WHAT YOU ARE ASKED TO DO:
Reproduce the material below word for word, omitting the pictures.

RECORDS TO USE:
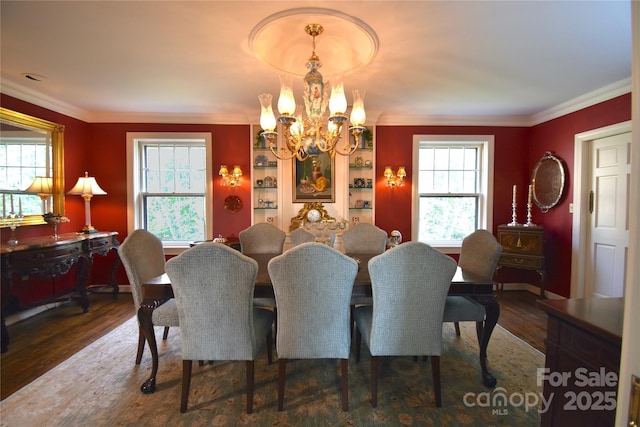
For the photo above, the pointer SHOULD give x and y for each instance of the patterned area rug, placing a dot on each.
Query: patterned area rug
(100, 385)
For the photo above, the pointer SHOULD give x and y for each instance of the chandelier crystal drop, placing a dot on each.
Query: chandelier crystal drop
(306, 137)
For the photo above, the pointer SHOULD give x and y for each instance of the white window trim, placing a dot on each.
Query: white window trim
(486, 202)
(134, 202)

IN RESPONSE:
For the photo above, the pointer SHOULD give x and y for each instance of the patterned area rug, placing a dot on each.
Query: patterned area rug
(100, 385)
For the photo above, the pointer SHOULD give x and y for each instance of the chandelier crystal drop, placing a dot on each.
Query: chandelier crystal drop
(306, 137)
For the photo above, the pointer SHOULD give x and y for each instance of the white window trim, placing a dot on each.
Query: white window trim
(486, 202)
(134, 202)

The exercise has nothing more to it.